Rows >>
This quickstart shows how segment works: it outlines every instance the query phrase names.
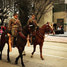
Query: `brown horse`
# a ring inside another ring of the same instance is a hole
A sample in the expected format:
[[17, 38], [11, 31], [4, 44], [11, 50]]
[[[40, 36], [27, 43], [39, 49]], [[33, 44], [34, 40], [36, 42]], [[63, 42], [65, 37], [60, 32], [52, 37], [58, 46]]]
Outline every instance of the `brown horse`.
[[[22, 36], [21, 32], [19, 32], [16, 37], [16, 47], [18, 48], [19, 56], [16, 58], [15, 64], [18, 64], [18, 59], [21, 58], [22, 67], [25, 67], [24, 62], [23, 62], [22, 52], [24, 51], [24, 48], [27, 42], [26, 37], [28, 35], [28, 27], [27, 26], [24, 27], [22, 32], [25, 34], [25, 36]], [[3, 34], [1, 35], [1, 39], [0, 39], [0, 60], [2, 59], [2, 50], [4, 48], [4, 45], [5, 43], [8, 43], [8, 37], [6, 35], [7, 35], [7, 32], [3, 32]], [[9, 44], [8, 44], [8, 50], [7, 50], [7, 60], [8, 62], [10, 62]]]
[[[32, 29], [30, 29], [30, 31], [31, 30]], [[36, 51], [36, 45], [39, 44], [39, 46], [40, 46], [40, 57], [42, 60], [44, 60], [44, 58], [42, 56], [42, 47], [43, 47], [45, 33], [48, 33], [48, 34], [53, 33], [53, 29], [51, 28], [51, 26], [49, 26], [49, 24], [44, 24], [41, 28], [39, 28], [36, 32], [34, 32], [32, 34], [32, 37], [34, 37], [35, 39], [32, 39], [34, 50], [32, 52], [31, 57], [33, 57], [33, 54]]]

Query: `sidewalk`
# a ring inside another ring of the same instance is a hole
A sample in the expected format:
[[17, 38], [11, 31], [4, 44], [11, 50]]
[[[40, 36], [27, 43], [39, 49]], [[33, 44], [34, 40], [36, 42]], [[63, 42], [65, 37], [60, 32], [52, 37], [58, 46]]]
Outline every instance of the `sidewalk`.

Short problem >> Reproduce all of the entries above, changing "A sample in the expected format" to "An illustration in the required format" wherever it occurs and keeping everything else the same. Omit the pictures.

Result of this exercise >>
This quickstart shows how segment works: it outlines every instance the query phrase names.
Query: `brown horse`
# a ring inside another ring of the same instance is a hole
An illustration in the required format:
[[17, 38], [11, 31], [4, 44], [11, 50]]
[[[40, 36], [27, 43], [39, 49]], [[33, 44], [34, 40], [36, 42]], [[63, 42], [65, 37], [60, 32], [52, 37], [58, 46]]]
Outline every instance of the `brown horse`.
[[[22, 36], [21, 32], [19, 32], [16, 37], [16, 47], [18, 48], [19, 56], [16, 58], [15, 64], [18, 64], [18, 59], [21, 58], [22, 67], [25, 67], [24, 62], [23, 62], [22, 52], [24, 51], [24, 48], [27, 42], [26, 37], [28, 35], [28, 27], [27, 26], [24, 27], [22, 32], [25, 34], [25, 36]], [[3, 34], [1, 35], [1, 39], [0, 39], [0, 60], [2, 59], [2, 50], [4, 48], [4, 45], [5, 43], [8, 43], [8, 37], [6, 35], [7, 35], [7, 32], [3, 32]], [[9, 44], [8, 44], [8, 50], [7, 50], [7, 60], [8, 62], [10, 62]]]
[[[32, 29], [30, 29], [30, 31], [31, 30]], [[36, 51], [36, 45], [39, 44], [39, 46], [40, 46], [40, 57], [42, 60], [44, 60], [44, 58], [42, 56], [42, 47], [43, 47], [45, 33], [48, 33], [48, 34], [53, 33], [53, 29], [51, 28], [51, 26], [49, 26], [49, 24], [44, 24], [41, 28], [39, 28], [36, 32], [34, 32], [32, 34], [32, 37], [34, 37], [35, 39], [32, 39], [34, 50], [32, 52], [31, 57], [33, 57], [33, 54]]]

Query: `sidewalk`
# a ring inside another ring of the same instance is a hole
An illustration in the required format:
[[17, 38], [11, 31], [4, 44], [11, 50]]
[[[40, 36], [27, 43], [39, 49]], [[33, 44], [34, 40], [36, 42]], [[63, 42], [65, 37], [60, 32], [52, 37], [58, 46]]]
Outline every instance of the `sidewalk`.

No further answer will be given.